Please, from the entries below, transcribe exactly the lines that begin at the line with "Can you spot the front bumper" and end at the line with "Exercise. Spot the sky", without the pictures.

◆ Available data ◆
=======

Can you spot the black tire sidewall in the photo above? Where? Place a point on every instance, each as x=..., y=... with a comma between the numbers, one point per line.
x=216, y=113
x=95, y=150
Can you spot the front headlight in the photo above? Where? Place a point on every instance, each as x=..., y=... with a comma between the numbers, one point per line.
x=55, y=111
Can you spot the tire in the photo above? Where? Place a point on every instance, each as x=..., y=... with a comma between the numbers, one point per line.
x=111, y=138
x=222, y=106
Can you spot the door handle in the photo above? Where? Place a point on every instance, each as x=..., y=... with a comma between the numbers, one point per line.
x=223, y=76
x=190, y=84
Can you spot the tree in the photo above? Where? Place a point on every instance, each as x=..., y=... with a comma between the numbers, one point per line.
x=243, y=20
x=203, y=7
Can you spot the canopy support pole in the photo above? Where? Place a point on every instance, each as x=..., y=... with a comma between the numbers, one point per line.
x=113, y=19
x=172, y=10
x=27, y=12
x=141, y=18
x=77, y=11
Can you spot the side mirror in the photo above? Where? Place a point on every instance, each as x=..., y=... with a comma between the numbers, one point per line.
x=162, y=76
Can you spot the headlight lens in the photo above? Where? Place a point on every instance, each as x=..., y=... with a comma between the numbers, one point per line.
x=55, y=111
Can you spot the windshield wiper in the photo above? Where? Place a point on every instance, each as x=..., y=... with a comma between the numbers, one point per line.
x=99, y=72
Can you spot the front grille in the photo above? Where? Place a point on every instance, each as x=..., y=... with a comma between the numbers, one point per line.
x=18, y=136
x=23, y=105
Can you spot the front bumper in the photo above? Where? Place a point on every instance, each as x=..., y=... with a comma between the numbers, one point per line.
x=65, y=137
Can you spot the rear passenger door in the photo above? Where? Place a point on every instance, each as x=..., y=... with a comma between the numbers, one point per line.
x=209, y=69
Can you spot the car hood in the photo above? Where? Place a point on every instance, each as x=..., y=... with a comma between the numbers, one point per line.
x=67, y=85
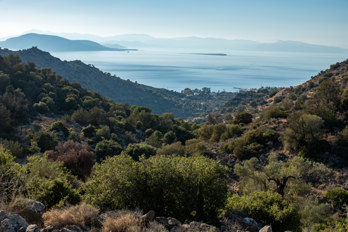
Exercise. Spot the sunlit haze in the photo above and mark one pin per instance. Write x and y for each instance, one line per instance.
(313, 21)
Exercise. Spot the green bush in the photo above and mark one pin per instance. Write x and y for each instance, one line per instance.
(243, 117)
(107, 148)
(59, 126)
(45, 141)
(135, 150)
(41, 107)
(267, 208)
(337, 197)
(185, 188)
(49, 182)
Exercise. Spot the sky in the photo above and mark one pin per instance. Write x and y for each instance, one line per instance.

=======

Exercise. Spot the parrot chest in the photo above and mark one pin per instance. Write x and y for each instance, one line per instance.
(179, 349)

=======

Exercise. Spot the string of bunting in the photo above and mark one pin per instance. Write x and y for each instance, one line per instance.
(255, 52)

=======

◆ Exercise result ◆
Can you spot the front bumper in the photo above? Where? Place a point on every instance, each as x=..., y=... with a comma between the numbers, one point per line.
x=65, y=137
Can you spot the rear passenger door in the photo above? Where? Place a point on every instance, each as x=..., y=... with a comma between the numbers, one point per line.
x=209, y=69
Can you spot the car hood in the photo above? Where? Place a point on every instance, each as x=..., y=... with a comma between the numbers, one point per line.
x=67, y=85
Exercise. Spot the sunlit haze in the photo above and mark one pin per instance. Write x and y for each instance, one line per instance.
(313, 21)
Exercise. Spot the green bush in the photo above and mark one pin per instance. Write x and y for each instance, one line per instance.
(243, 117)
(107, 148)
(59, 126)
(45, 141)
(135, 150)
(41, 107)
(267, 208)
(337, 197)
(185, 188)
(49, 182)
Exercise. Spot the sky in the photo above and mark one pin per instance. Write x and y for each instance, one line per instance.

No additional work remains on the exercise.